Problem description –
Gather every line of the records below that contains the word "above", matching case exactly.

Labeled area outline entries:
§ §
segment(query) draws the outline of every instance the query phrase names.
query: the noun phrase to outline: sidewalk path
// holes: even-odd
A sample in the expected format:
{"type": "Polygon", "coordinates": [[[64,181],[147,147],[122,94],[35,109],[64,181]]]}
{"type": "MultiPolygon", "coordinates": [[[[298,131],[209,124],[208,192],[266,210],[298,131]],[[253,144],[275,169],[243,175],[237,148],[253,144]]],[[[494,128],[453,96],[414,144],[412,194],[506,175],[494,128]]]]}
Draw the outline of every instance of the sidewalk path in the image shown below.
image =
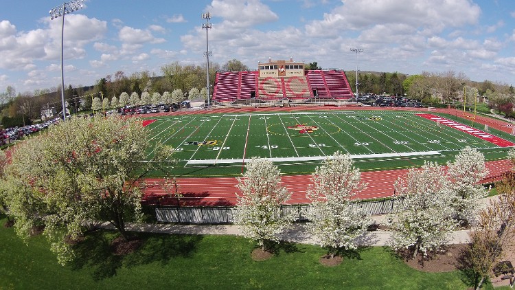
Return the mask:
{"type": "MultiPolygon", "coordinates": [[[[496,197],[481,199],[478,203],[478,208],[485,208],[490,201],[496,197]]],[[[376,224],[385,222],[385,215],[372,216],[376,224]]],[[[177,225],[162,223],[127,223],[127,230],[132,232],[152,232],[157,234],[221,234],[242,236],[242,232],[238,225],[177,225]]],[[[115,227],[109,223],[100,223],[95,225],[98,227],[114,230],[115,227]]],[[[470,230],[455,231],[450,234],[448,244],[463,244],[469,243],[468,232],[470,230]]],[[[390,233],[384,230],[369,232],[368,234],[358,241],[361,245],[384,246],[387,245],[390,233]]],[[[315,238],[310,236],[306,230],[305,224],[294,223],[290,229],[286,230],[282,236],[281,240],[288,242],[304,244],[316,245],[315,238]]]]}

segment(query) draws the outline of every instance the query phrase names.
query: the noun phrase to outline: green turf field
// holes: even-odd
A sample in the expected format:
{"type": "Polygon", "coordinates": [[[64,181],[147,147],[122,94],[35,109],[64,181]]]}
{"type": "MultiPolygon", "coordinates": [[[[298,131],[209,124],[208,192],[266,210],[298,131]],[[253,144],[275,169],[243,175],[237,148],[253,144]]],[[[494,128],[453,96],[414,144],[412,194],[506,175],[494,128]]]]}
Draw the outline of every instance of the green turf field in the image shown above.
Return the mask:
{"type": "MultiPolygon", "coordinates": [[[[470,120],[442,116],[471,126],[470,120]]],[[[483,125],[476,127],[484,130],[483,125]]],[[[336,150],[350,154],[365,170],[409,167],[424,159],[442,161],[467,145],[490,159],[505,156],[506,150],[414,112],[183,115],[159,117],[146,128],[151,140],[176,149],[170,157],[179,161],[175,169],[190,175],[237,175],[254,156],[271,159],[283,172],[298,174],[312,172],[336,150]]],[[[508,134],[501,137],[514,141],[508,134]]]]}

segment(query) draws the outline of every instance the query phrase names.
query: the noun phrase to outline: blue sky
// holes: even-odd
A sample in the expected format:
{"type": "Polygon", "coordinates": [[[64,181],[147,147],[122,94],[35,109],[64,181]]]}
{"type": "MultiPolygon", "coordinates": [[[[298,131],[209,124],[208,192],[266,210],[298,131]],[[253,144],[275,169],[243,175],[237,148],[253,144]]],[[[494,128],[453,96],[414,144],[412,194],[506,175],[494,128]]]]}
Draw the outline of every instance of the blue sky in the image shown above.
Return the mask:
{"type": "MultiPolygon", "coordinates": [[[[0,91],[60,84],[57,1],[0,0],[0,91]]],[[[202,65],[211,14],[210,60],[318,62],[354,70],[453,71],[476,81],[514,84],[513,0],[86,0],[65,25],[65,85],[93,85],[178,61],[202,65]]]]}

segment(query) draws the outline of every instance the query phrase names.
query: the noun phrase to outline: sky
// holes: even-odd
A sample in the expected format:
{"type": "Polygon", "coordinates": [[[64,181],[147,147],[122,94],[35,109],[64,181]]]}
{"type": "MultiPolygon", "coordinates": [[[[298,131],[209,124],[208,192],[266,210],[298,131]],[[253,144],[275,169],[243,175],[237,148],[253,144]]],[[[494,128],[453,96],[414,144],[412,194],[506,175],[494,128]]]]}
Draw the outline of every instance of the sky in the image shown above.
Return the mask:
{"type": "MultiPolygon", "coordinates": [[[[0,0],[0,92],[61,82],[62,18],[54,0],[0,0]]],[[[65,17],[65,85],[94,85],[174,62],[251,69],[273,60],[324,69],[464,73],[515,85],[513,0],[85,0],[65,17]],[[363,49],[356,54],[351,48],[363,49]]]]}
§ §
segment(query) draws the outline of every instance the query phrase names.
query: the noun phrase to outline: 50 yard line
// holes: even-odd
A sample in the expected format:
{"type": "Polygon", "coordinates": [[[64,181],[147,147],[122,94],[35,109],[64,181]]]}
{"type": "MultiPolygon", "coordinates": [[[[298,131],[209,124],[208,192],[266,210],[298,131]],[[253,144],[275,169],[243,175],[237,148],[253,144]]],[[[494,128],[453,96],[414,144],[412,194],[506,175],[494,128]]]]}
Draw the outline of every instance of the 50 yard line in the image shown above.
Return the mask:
§ §
Output –
Draw the outline of every instance of the green turf field in the image shown above.
Draw the outline of every instance of the blue sky in the image shown above.
Draw the outline of every instance of the sky in the image shown above.
Draw the outline of every instance of the 50 yard line in the image shown above.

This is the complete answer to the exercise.